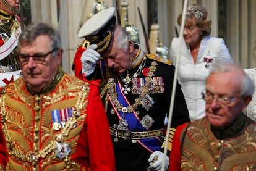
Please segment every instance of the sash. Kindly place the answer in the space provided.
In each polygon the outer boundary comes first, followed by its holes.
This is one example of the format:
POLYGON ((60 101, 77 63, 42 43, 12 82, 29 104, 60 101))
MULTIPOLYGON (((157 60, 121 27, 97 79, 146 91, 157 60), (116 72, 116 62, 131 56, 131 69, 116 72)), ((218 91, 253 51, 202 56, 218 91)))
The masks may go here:
MULTIPOLYGON (((118 80, 118 79, 117 79, 118 80)), ((118 80, 116 84, 116 92, 118 93, 117 100, 120 104, 122 104, 123 107, 127 107, 129 106, 131 106, 126 96, 124 94, 122 91, 122 86, 120 81, 118 80)), ((122 118, 123 112, 117 110, 114 106, 114 101, 111 99, 110 96, 108 96, 109 98, 110 103, 117 114, 117 115, 119 119, 122 118)), ((132 112, 126 112, 124 119, 127 120, 128 123, 128 129, 130 131, 145 131, 147 130, 142 127, 140 123, 140 119, 138 117, 136 112, 133 110, 132 112)), ((156 150, 159 150, 162 145, 162 141, 158 138, 151 138, 147 139, 137 140, 137 141, 146 149, 151 152, 156 150)))

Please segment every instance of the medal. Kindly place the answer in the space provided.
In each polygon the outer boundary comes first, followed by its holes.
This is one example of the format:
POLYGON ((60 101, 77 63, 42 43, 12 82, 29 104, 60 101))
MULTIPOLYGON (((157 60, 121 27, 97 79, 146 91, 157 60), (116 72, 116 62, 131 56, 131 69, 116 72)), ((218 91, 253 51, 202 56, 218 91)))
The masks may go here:
POLYGON ((61 129, 61 124, 59 122, 54 122, 53 123, 53 129, 56 131, 59 130, 61 129))

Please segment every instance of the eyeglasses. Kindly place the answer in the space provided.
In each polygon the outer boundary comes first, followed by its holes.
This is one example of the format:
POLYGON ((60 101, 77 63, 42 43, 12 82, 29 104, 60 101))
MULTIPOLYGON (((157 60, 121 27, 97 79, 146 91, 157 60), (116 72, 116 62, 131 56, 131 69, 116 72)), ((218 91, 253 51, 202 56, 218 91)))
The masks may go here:
POLYGON ((216 98, 214 97, 214 94, 210 93, 210 91, 205 91, 203 90, 202 93, 202 98, 204 99, 206 103, 211 103, 213 99, 216 99, 218 103, 221 106, 228 106, 231 102, 235 101, 239 96, 236 98, 229 98, 224 96, 221 96, 216 98))
POLYGON ((20 62, 22 65, 27 64, 28 63, 29 58, 30 57, 33 57, 33 60, 36 63, 39 64, 41 64, 45 61, 45 58, 46 56, 49 55, 50 54, 53 53, 56 51, 59 50, 59 48, 54 48, 49 52, 43 54, 35 54, 33 55, 29 54, 19 54, 19 57, 20 59, 20 62))

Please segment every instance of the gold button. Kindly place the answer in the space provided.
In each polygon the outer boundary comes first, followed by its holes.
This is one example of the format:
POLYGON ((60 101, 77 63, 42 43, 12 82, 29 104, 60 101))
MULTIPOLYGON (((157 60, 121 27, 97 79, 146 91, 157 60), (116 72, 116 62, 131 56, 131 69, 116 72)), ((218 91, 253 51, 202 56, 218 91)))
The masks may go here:
POLYGON ((34 142, 38 141, 38 136, 35 136, 34 138, 34 142))
POLYGON ((65 161, 65 164, 66 165, 70 165, 70 161, 69 161, 69 158, 66 158, 64 161, 65 161))
POLYGON ((39 116, 35 116, 35 120, 36 122, 38 122, 40 119, 39 116))
POLYGON ((218 161, 218 160, 219 159, 220 156, 219 155, 215 155, 215 156, 214 156, 214 159, 215 161, 216 162, 218 161))
POLYGON ((39 111, 39 109, 40 109, 40 107, 39 107, 39 106, 36 106, 35 107, 35 110, 36 112, 38 112, 38 111, 39 111))
POLYGON ((38 152, 38 148, 36 146, 34 146, 34 151, 35 152, 38 152))
POLYGON ((35 98, 35 101, 36 102, 38 102, 40 99, 41 99, 40 97, 38 97, 38 96, 37 96, 35 98))
POLYGON ((218 143, 217 144, 216 144, 216 148, 217 149, 219 149, 221 146, 221 143, 218 143))
POLYGON ((39 129, 38 128, 35 128, 34 129, 34 133, 38 133, 39 131, 39 129))

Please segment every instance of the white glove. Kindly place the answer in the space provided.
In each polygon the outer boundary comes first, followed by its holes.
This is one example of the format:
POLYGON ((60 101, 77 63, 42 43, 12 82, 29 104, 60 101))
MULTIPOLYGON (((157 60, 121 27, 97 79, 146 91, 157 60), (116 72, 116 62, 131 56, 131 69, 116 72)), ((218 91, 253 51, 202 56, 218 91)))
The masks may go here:
MULTIPOLYGON (((162 164, 163 162, 164 155, 165 155, 164 154, 163 154, 163 152, 159 151, 156 151, 150 155, 148 159, 148 162, 150 162, 150 165, 151 165, 151 167, 153 168, 155 170, 156 170, 156 171, 161 170, 162 164), (157 160, 153 162, 153 161, 155 157, 157 158, 157 160), (153 162, 153 164, 151 163, 152 162, 153 162)), ((166 170, 168 167, 169 167, 169 157, 166 156, 164 170, 166 170)))
POLYGON ((96 62, 99 60, 100 54, 95 50, 97 47, 96 44, 91 44, 82 54, 82 73, 85 75, 90 75, 93 72, 96 62))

::::::::::

* WHAT YOU WILL DO: Repeat each entry precisely as it appears. Leave the pictures out.

* ANSWER TO THIS TASK:
Please segment every instance of the sash. Kindly place the answer in the space provided.
In each polygon the outer boundary comes first, followed by its holes.
This is one example of the format:
POLYGON ((60 101, 77 63, 42 43, 12 82, 29 104, 60 101))
MULTIPOLYGON (((157 60, 121 27, 97 79, 146 91, 157 60), (116 72, 116 62, 131 56, 131 69, 116 72)), ((218 91, 253 51, 202 56, 218 91)))
The masks may go here:
MULTIPOLYGON (((118 80, 118 79, 117 79, 118 80)), ((118 80, 116 84, 116 92, 118 93, 117 100, 120 104, 122 104, 123 107, 127 107, 129 106, 131 106, 126 96, 124 94, 122 91, 122 86, 120 81, 118 80)), ((122 118, 123 112, 117 110, 114 106, 114 101, 111 99, 110 96, 108 96, 109 98, 110 103, 117 114, 117 115, 119 119, 122 118)), ((132 112, 126 112, 124 119, 127 120, 128 123, 128 129, 130 131, 145 131, 147 130, 142 127, 140 123, 140 119, 138 117, 136 112, 133 110, 132 112)), ((156 150, 159 150, 162 145, 162 141, 158 138, 151 138, 147 139, 137 140, 137 141, 146 149, 151 152, 156 150)))

Please segment every instance of the medal. Kindly place the answer in the space provided.
In each polygon the outer boundary comes first, followed by its holes.
This is one example of the format:
POLYGON ((60 101, 77 63, 42 43, 12 82, 29 104, 60 101))
MULTIPOLYGON (((157 60, 121 27, 97 79, 146 91, 157 60), (116 72, 116 62, 131 56, 131 69, 116 72)), ((218 91, 253 51, 202 56, 218 91)))
The masks may go here:
POLYGON ((61 129, 61 124, 59 122, 54 122, 53 123, 53 129, 56 131, 59 130, 61 129))

Please segment every instance of the eyeglasses. Kindly place the answer in the space provided.
In each polygon the outer boundary comes first, followed by its holes.
This is one example of the format:
POLYGON ((60 101, 77 63, 42 43, 12 82, 29 104, 60 101))
MULTIPOLYGON (((157 60, 121 27, 97 79, 146 91, 157 60), (116 72, 116 62, 131 56, 131 69, 116 72)), ((218 91, 253 51, 202 56, 218 91)))
The masks may go here:
POLYGON ((216 98, 214 97, 214 94, 210 93, 210 91, 205 91, 203 90, 202 93, 202 98, 204 99, 206 103, 211 103, 213 99, 216 99, 218 103, 221 106, 228 106, 231 102, 235 101, 239 96, 236 98, 229 98, 224 96, 221 96, 216 98))
POLYGON ((20 62, 22 65, 27 64, 28 63, 29 58, 30 57, 33 57, 33 60, 36 63, 39 64, 41 64, 45 61, 45 58, 46 56, 49 55, 50 54, 53 53, 56 51, 59 50, 59 48, 54 48, 49 52, 43 54, 35 54, 33 55, 29 54, 19 54, 19 57, 20 59, 20 62))

Please segment every instance of the gold button. Kindly place the answer in the space provided.
In each polygon the outer boundary comes first, followed by its holes.
This is one example of the format:
POLYGON ((60 101, 77 63, 42 43, 12 82, 29 104, 60 101))
MULTIPOLYGON (((157 60, 121 27, 97 79, 146 91, 157 60), (116 72, 116 62, 131 56, 131 69, 116 72)), ((218 91, 253 51, 202 56, 218 91)))
The masks may go here:
POLYGON ((34 142, 38 141, 38 136, 35 136, 34 138, 34 142))
POLYGON ((65 161, 65 164, 66 165, 70 165, 70 161, 69 161, 69 158, 66 158, 64 161, 65 161))
POLYGON ((39 116, 35 116, 35 120, 36 122, 38 122, 40 119, 39 116))
POLYGON ((218 161, 218 160, 219 159, 220 156, 219 155, 215 155, 215 156, 214 156, 214 159, 215 161, 216 162, 218 161))
POLYGON ((39 111, 39 109, 40 109, 40 107, 39 107, 39 106, 36 106, 35 107, 35 110, 36 112, 38 112, 38 111, 39 111))
POLYGON ((38 152, 38 148, 36 146, 34 146, 34 151, 35 152, 38 152))
POLYGON ((35 98, 35 101, 36 102, 38 102, 40 99, 41 99, 40 97, 38 97, 38 96, 37 96, 35 98))
POLYGON ((218 143, 217 144, 216 144, 216 148, 217 149, 219 149, 221 146, 221 143, 218 143))
POLYGON ((39 129, 38 128, 35 128, 34 129, 34 133, 38 133, 39 131, 39 129))

Please segment every instance of the white glove. Kindly place the answer in the space provided.
In each polygon the outer boundary comes first, followed by its holes.
This is one example of the format:
POLYGON ((60 101, 77 63, 42 43, 12 82, 29 104, 60 101))
MULTIPOLYGON (((157 60, 121 27, 97 79, 146 91, 157 60), (116 72, 116 62, 131 56, 131 69, 116 72)), ((218 91, 253 51, 202 56, 218 91)))
The masks may go here:
MULTIPOLYGON (((162 164, 163 162, 164 155, 165 155, 164 154, 163 154, 163 152, 159 151, 156 151, 150 155, 148 159, 148 162, 150 162, 150 165, 151 165, 151 167, 153 168, 155 170, 156 170, 156 171, 161 170, 162 164), (157 160, 153 162, 153 161, 155 157, 157 158, 157 160), (153 162, 153 164, 151 163, 152 162, 153 162)), ((166 170, 168 167, 169 167, 169 157, 166 156, 164 170, 166 170)))
POLYGON ((96 62, 99 60, 100 54, 95 50, 97 47, 96 44, 91 44, 82 54, 82 73, 85 75, 90 75, 93 72, 96 62))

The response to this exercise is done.